▶ **Data entries**:

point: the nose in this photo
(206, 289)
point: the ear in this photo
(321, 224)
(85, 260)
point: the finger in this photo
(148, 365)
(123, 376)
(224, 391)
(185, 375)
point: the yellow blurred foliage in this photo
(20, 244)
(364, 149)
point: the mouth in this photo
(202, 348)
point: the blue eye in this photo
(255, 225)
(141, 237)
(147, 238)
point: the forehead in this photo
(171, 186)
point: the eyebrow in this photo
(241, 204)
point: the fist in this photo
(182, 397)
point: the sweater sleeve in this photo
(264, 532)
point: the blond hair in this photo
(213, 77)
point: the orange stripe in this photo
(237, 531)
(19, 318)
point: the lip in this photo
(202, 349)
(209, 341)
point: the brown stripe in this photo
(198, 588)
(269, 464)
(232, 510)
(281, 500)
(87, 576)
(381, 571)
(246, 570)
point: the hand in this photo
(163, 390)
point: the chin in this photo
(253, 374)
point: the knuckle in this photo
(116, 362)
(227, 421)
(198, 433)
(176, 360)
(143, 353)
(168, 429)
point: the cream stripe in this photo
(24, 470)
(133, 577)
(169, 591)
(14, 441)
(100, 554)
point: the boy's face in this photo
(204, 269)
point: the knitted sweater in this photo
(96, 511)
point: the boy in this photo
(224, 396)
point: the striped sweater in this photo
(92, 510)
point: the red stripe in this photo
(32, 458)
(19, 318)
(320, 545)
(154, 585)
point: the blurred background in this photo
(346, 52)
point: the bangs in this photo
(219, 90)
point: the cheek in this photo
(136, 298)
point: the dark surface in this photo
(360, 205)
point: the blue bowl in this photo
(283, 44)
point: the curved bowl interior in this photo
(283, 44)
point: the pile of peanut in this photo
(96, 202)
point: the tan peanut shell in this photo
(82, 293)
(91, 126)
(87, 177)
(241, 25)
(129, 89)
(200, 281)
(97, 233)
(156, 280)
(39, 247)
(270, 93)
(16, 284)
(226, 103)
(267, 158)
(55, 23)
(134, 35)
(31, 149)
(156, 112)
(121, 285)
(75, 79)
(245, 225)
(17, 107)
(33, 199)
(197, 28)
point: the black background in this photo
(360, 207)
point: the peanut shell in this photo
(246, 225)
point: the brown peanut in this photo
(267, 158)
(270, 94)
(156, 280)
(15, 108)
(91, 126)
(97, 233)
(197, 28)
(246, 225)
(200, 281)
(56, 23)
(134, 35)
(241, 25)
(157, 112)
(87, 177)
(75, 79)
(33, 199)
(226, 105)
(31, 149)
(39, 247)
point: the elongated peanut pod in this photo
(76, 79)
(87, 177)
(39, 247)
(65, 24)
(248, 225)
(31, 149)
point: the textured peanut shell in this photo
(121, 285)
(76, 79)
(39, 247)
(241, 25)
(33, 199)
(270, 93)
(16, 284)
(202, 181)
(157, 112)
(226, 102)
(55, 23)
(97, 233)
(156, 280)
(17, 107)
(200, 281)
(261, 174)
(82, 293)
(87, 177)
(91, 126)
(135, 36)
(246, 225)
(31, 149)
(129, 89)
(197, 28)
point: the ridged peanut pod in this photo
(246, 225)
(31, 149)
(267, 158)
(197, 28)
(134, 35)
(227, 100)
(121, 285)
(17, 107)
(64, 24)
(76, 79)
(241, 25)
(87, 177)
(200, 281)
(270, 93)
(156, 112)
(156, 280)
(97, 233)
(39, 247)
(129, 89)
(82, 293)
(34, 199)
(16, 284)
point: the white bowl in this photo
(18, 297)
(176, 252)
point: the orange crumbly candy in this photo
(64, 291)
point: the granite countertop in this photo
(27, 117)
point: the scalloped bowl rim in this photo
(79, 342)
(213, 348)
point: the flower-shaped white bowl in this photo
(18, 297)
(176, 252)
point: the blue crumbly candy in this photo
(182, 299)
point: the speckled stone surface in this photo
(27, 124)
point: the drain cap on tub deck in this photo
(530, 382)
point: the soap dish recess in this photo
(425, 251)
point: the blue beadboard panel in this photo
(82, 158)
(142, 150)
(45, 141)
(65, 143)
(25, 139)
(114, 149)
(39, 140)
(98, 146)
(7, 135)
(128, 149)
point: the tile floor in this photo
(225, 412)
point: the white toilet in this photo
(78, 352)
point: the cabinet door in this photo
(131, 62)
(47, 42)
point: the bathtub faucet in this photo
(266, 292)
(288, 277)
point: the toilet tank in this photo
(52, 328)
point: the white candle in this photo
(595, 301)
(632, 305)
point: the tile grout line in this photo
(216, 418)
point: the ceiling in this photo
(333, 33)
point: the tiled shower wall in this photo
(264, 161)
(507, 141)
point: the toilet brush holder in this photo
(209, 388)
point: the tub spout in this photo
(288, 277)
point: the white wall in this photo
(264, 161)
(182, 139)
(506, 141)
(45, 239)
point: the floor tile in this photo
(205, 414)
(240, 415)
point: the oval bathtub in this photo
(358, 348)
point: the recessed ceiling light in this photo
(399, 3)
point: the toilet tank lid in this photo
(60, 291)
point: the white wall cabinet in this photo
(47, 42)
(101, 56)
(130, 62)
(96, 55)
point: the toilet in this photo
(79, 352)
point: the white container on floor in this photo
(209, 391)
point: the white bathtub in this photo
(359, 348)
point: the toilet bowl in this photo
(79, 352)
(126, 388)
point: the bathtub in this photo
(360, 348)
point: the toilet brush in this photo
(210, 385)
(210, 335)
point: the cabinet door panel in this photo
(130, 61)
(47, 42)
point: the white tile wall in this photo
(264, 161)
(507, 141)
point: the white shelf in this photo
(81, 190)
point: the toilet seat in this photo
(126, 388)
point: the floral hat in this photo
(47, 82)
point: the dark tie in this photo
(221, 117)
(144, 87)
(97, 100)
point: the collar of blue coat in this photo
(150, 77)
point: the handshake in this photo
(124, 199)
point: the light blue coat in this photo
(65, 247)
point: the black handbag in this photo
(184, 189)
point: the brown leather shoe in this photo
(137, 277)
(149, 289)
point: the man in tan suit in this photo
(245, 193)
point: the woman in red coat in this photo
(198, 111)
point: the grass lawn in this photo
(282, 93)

▶ **Problem to solve**: Rewrite all the records above, swapping "point" for "locate" wherever it occurs and changing nothing else.

▶ **Complete response**:
locate: the nose in this photo
(206, 289)
locate: the ear in this photo
(321, 224)
(85, 260)
locate: the finger in this photo
(148, 365)
(123, 376)
(224, 391)
(185, 375)
locate: the yellow blurred foliage in this photo
(20, 244)
(364, 149)
locate: the mouth in this photo
(202, 348)
locate: the blue eye in this photo
(255, 225)
(141, 237)
(147, 238)
locate: the forehead in this photo
(171, 186)
locate: the eyebrow in this photo
(241, 204)
locate: the fist in this photo
(182, 397)
locate: the sweater sleeve in this photo
(264, 532)
locate: the blond hair in this photo
(213, 77)
locate: the orange stripe in this photo
(237, 531)
(19, 318)
locate: the lip in this photo
(202, 349)
(209, 341)
locate: the brown stripe in this photo
(198, 588)
(269, 464)
(232, 510)
(281, 500)
(87, 576)
(381, 571)
(246, 570)
locate: the hand in this photo
(163, 390)
locate: the chin in this photo
(253, 374)
locate: the knuckle in this photo
(116, 362)
(227, 421)
(198, 433)
(176, 360)
(143, 353)
(168, 429)
locate: the cream stripe in this photo
(24, 470)
(133, 577)
(169, 591)
(14, 441)
(100, 554)
locate: the boy's face in this photo
(204, 269)
locate: the knitted sweater in this photo
(96, 511)
locate: the boy in this photo
(224, 396)
locate: the striped sweater in this photo
(92, 510)
locate: the red stripe in this photo
(32, 458)
(19, 318)
(320, 545)
(154, 585)
locate: the blurred background in this photo
(346, 52)
locate: the bangs in this photo
(219, 90)
locate: the cheek in this photo
(136, 298)
locate: the dark surface in this photo
(360, 205)
locate: the blue bowl in this photo
(283, 44)
locate: the curved bowl interior in this photo
(283, 44)
locate: the pile of peanut in this photo
(96, 202)
locate: the tan peanut shell in this photo
(82, 293)
(91, 126)
(87, 177)
(241, 25)
(129, 89)
(200, 281)
(97, 233)
(156, 280)
(39, 247)
(270, 93)
(16, 284)
(226, 103)
(267, 158)
(55, 23)
(134, 35)
(31, 149)
(156, 112)
(121, 285)
(75, 79)
(245, 225)
(17, 107)
(33, 199)
(197, 28)
locate: the black background in this photo
(360, 207)
locate: the peanut shell in this photo
(246, 225)
locate: the brown peanut in this photo
(267, 158)
(270, 94)
(156, 280)
(15, 108)
(91, 126)
(97, 233)
(197, 28)
(246, 225)
(200, 281)
(56, 23)
(134, 35)
(241, 25)
(157, 112)
(87, 177)
(75, 79)
(33, 199)
(226, 105)
(31, 149)
(39, 247)
locate: the elongated peanut pod in this photo
(76, 79)
(87, 177)
(39, 247)
(65, 24)
(248, 225)
(31, 149)
locate: the textured peanut shell in this photo
(121, 285)
(76, 79)
(39, 247)
(241, 25)
(33, 199)
(270, 93)
(16, 284)
(202, 181)
(157, 112)
(226, 102)
(55, 23)
(97, 233)
(156, 280)
(17, 107)
(200, 281)
(261, 174)
(82, 293)
(87, 177)
(91, 126)
(135, 36)
(246, 225)
(31, 149)
(129, 89)
(197, 28)
locate: the ridged peanut pod in this photo
(246, 225)
(31, 149)
(267, 158)
(197, 28)
(134, 35)
(227, 100)
(121, 285)
(17, 107)
(64, 24)
(76, 79)
(241, 25)
(87, 177)
(200, 281)
(270, 93)
(156, 112)
(156, 280)
(97, 233)
(39, 247)
(129, 89)
(82, 293)
(34, 199)
(16, 284)
locate: the white bowl in this photo
(18, 297)
(176, 252)
locate: the orange crumbly candy in this photo
(64, 291)
locate: the granite countertop in this photo
(27, 117)
locate: the scalloped bowl rim in this photo
(79, 342)
(213, 348)
locate: the flower-shaped white bowl in this photo
(18, 297)
(176, 252)
locate: the blue crumbly candy in this photo
(182, 299)
locate: the speckled stone surface in this photo
(27, 124)
locate: the drain cap on tub deck in this photo
(530, 382)
locate: the soap dish recess in this photo
(425, 251)
locate: the blue beadboard panel in this photo
(82, 158)
(142, 150)
(45, 141)
(65, 143)
(25, 139)
(114, 149)
(39, 140)
(98, 146)
(7, 135)
(128, 149)
locate: the tile floor in this photo
(225, 412)
locate: the white toilet in this photo
(78, 352)
locate: the cabinet door in this photo
(131, 62)
(47, 42)
locate: the bathtub faucet in this photo
(266, 292)
(288, 277)
locate: the toilet tank in this photo
(52, 328)
locate: the white candle in this photo
(595, 301)
(632, 305)
locate: the tile grout line in this photo
(216, 418)
locate: the ceiling in this photo
(333, 33)
locate: the tiled shower wall in this photo
(264, 161)
(507, 141)
locate: the toilet brush holder in this photo
(209, 388)
locate: the tub spout in this photo
(288, 277)
locate: the white wall in this photo
(264, 161)
(182, 139)
(506, 141)
(45, 239)
locate: the floor tile in this photo
(205, 414)
(240, 415)
locate: the oval bathtub in this photo
(358, 348)
locate: the recessed ceiling light in this photo
(399, 3)
locate: the toilet tank lid in this photo
(60, 291)
locate: the white wall cabinet in this photo
(47, 42)
(101, 56)
(130, 62)
(96, 55)
locate: the toilet in this photo
(79, 352)
locate: the white container on floor in this photo
(209, 391)
locate: the white bathtub in this photo
(359, 348)
locate: the toilet bowl in this photo
(79, 352)
(126, 388)
locate: the bathtub in this photo
(360, 348)
locate: the toilet brush in this photo
(210, 385)
(210, 335)
locate: the cabinet door panel in this photo
(130, 61)
(47, 42)
locate: the white tile wall in this photo
(264, 161)
(507, 141)
locate: the white shelf in this photo
(81, 190)
locate: the toilet seat in this photo
(126, 388)
locate: the floral hat in this photo
(47, 82)
locate: the dark tie in this photo
(221, 117)
(144, 87)
(97, 100)
locate: the collar of blue coat in this photo
(150, 77)
locate: the handshake in this photo
(124, 199)
locate: the light blue coat in this photo
(65, 247)
locate: the black handbag in this photo
(184, 189)
locate: the brown leather shoe in this photo
(137, 277)
(149, 289)
locate: the man in tan suit in this photo
(245, 193)
locate: the woman in red coat in this photo
(198, 111)
locate: the grass lawn in this photo
(282, 93)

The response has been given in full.